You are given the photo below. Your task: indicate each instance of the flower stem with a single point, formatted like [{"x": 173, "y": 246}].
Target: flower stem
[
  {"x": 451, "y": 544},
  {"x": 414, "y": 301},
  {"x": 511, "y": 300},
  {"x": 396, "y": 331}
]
****************************************
Write out every line of the data again, exactly as it reads.

You are given the photo below. Your task: indicate each instance of the flower stem with a single point, formatted like [{"x": 173, "y": 246}].
Target: flower stem
[
  {"x": 451, "y": 544},
  {"x": 414, "y": 301},
  {"x": 511, "y": 300},
  {"x": 396, "y": 331}
]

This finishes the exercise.